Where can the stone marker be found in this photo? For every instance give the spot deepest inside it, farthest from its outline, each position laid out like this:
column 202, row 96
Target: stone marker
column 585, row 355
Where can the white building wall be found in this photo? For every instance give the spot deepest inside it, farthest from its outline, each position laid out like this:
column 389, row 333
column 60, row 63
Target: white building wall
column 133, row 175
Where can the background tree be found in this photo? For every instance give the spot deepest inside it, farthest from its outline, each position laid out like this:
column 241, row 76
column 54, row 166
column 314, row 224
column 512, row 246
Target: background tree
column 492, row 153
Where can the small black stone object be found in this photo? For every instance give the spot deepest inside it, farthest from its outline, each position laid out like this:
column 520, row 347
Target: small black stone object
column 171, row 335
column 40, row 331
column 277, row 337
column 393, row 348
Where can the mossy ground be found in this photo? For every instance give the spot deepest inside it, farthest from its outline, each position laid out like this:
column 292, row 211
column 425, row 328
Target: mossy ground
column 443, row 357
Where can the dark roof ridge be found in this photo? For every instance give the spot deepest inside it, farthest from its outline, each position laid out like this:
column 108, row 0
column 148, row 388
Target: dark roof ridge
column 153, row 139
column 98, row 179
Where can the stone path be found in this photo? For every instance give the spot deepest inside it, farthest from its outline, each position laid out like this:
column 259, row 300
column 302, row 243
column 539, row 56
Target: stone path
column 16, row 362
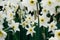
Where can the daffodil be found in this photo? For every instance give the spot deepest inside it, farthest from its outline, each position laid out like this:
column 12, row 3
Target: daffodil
column 52, row 26
column 57, row 34
column 10, row 15
column 3, row 35
column 43, row 20
column 14, row 25
column 2, row 17
column 24, row 24
column 30, row 4
column 30, row 30
column 49, row 5
column 52, row 38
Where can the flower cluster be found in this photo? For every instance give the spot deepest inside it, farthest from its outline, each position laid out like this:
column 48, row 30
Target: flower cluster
column 30, row 15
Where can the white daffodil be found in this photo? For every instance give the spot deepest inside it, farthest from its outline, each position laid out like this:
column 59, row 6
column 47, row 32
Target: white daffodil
column 44, row 11
column 24, row 24
column 57, row 34
column 2, row 17
column 3, row 35
column 30, row 30
column 43, row 20
column 57, row 2
column 52, row 38
column 29, row 18
column 30, row 4
column 52, row 26
column 14, row 26
column 10, row 15
column 1, row 26
column 49, row 5
column 10, row 5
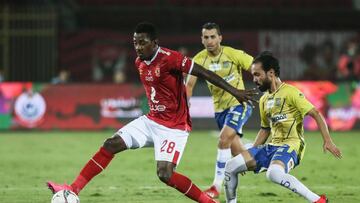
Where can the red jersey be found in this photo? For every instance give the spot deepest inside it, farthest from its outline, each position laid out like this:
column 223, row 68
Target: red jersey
column 163, row 81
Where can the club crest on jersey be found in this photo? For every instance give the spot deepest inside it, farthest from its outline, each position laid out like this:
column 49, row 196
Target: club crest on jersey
column 141, row 71
column 214, row 67
column 226, row 64
column 277, row 101
column 278, row 118
column 157, row 71
column 270, row 103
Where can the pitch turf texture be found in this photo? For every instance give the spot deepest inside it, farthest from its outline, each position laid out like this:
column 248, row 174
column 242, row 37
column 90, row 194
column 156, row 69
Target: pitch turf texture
column 28, row 159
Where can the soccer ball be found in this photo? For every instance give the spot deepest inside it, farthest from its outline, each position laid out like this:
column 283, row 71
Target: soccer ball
column 65, row 196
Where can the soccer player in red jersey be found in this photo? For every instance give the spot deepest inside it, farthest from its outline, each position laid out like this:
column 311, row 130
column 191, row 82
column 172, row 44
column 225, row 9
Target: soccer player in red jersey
column 166, row 127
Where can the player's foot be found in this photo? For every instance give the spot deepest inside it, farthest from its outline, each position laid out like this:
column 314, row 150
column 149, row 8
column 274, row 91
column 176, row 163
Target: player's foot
column 212, row 192
column 204, row 198
column 54, row 187
column 322, row 199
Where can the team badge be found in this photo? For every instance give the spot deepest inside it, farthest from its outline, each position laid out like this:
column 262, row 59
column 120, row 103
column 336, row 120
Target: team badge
column 277, row 101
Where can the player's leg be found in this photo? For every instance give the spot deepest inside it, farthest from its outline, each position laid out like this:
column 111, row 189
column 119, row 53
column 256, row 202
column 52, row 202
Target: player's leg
column 283, row 161
column 232, row 121
column 169, row 145
column 238, row 164
column 130, row 136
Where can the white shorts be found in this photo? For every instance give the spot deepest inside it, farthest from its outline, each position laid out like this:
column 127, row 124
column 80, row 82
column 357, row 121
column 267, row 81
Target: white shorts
column 168, row 143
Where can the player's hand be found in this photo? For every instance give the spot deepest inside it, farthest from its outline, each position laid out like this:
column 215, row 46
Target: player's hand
column 247, row 96
column 331, row 147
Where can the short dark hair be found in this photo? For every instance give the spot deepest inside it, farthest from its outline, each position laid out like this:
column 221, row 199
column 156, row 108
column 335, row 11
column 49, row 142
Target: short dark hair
column 268, row 62
column 148, row 28
column 210, row 25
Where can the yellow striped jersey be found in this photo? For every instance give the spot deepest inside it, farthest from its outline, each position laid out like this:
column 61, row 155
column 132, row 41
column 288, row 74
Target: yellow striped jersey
column 228, row 65
column 283, row 111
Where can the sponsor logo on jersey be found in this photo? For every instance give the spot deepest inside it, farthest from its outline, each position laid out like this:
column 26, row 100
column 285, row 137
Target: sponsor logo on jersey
column 184, row 61
column 157, row 71
column 229, row 77
column 226, row 64
column 214, row 67
column 278, row 118
column 154, row 107
column 164, row 52
column 270, row 103
column 149, row 76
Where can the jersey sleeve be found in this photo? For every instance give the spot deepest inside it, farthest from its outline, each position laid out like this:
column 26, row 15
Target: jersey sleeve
column 243, row 59
column 263, row 118
column 298, row 99
column 182, row 63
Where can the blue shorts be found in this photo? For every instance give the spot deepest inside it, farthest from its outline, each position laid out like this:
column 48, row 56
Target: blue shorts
column 264, row 154
column 235, row 117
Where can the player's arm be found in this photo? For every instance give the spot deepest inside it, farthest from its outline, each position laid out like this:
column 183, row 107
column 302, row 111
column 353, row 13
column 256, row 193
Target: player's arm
column 240, row 95
column 262, row 136
column 190, row 84
column 328, row 143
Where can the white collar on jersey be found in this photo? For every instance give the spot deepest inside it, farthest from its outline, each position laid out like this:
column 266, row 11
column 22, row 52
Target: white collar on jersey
column 153, row 58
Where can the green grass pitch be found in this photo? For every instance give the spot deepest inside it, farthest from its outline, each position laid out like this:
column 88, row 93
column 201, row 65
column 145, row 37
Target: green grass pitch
column 28, row 159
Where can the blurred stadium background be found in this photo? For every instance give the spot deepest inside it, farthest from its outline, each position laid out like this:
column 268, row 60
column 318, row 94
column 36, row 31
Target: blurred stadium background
column 77, row 56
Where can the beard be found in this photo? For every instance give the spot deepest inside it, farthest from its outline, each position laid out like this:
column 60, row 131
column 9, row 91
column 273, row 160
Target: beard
column 265, row 86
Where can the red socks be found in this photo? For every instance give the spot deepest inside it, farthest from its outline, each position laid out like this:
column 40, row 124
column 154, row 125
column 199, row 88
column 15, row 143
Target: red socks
column 94, row 166
column 185, row 186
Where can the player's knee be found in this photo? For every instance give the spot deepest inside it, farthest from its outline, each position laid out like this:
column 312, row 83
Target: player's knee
column 164, row 175
column 114, row 144
column 274, row 174
column 225, row 140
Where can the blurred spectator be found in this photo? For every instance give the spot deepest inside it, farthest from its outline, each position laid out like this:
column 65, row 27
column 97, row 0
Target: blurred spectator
column 327, row 59
column 109, row 64
column 2, row 75
column 30, row 108
column 62, row 78
column 349, row 62
column 312, row 71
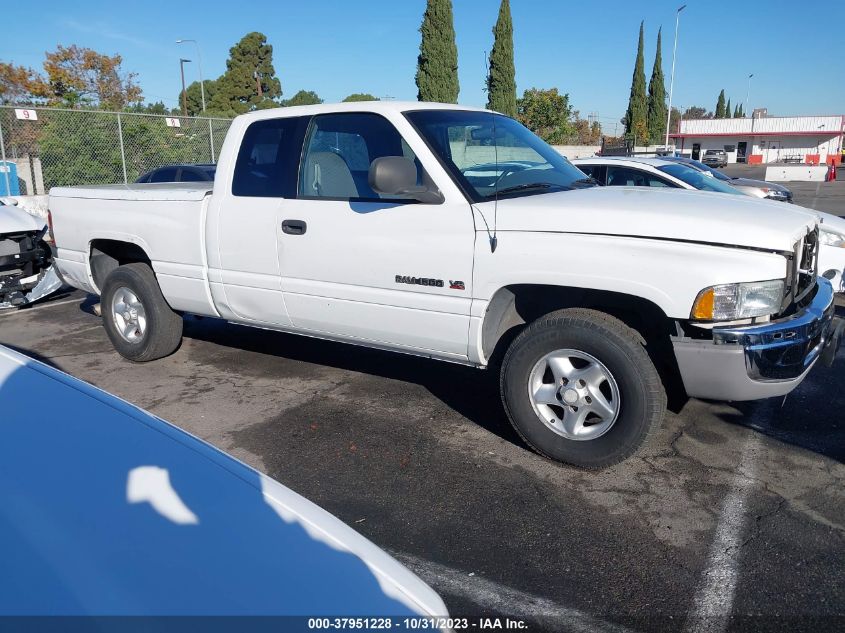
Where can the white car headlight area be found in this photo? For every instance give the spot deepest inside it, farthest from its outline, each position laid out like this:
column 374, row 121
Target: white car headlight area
column 729, row 302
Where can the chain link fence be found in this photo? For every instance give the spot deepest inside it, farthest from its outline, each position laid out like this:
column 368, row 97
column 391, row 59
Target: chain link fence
column 49, row 147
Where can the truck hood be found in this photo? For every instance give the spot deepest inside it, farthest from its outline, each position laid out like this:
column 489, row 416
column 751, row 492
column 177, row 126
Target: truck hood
column 14, row 220
column 673, row 214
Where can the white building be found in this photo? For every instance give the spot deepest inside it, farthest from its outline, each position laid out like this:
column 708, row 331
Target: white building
column 764, row 139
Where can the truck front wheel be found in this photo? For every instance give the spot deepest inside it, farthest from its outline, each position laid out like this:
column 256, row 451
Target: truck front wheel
column 138, row 321
column 579, row 387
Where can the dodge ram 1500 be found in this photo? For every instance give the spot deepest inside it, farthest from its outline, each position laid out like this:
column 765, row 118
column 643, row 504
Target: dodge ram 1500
column 457, row 234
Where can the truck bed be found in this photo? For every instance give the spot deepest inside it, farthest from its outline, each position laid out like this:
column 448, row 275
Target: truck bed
column 162, row 191
column 166, row 220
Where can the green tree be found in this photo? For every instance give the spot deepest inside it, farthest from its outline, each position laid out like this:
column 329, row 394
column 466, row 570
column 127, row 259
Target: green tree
column 547, row 113
column 657, row 98
column 720, row 105
column 437, row 64
column 303, row 97
column 250, row 81
column 360, row 96
column 636, row 117
column 697, row 112
column 501, row 75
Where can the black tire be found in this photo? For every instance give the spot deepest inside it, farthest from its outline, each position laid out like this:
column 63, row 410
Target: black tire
column 162, row 330
column 620, row 349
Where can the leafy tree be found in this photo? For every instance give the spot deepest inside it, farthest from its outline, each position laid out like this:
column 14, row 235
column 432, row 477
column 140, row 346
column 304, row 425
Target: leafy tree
column 720, row 105
column 697, row 112
column 75, row 76
column 20, row 85
column 674, row 120
column 501, row 76
column 636, row 117
column 657, row 98
column 547, row 113
column 82, row 76
column 586, row 133
column 303, row 97
column 360, row 96
column 250, row 81
column 437, row 64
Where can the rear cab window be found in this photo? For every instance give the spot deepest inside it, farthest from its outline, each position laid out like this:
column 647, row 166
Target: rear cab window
column 268, row 158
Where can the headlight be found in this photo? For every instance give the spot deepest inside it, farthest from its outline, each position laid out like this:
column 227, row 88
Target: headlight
column 831, row 239
column 730, row 302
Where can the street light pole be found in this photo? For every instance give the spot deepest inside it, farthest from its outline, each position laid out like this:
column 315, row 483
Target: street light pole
column 672, row 80
column 202, row 96
column 184, row 92
column 748, row 92
column 199, row 63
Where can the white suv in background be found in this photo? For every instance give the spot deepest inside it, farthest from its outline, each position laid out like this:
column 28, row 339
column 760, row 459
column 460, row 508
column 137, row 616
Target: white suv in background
column 715, row 158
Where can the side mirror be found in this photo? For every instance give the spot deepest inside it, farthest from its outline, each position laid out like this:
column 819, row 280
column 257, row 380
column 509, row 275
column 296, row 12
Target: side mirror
column 397, row 176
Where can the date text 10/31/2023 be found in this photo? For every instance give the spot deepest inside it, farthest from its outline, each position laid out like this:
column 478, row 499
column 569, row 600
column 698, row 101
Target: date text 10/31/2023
column 417, row 623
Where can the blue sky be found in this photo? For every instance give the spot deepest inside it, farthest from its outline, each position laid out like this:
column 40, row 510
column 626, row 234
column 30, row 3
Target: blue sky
column 587, row 49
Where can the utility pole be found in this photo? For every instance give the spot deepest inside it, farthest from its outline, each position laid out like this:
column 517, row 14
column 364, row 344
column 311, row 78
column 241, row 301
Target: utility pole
column 199, row 62
column 672, row 80
column 258, row 83
column 184, row 92
column 748, row 92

......

#### WHAT IS EXPECTED:
Starting with the first line of the listing above, copy each line exactly until you have copied the line containing "column 60, row 63". Stop there.

#### OUTPUT OF THE EXERCISE:
Where can the stone marker be found in this photo? For every instance give the spot deepest inside it, farthest from its outline, each position laid out like this:
column 202, row 96
Target: stone marker
column 585, row 355
Where can the white building wall be found in this photo? For every instance give the spot deepest inside it, farthest from its outline, each position laid out like this:
column 389, row 333
column 60, row 63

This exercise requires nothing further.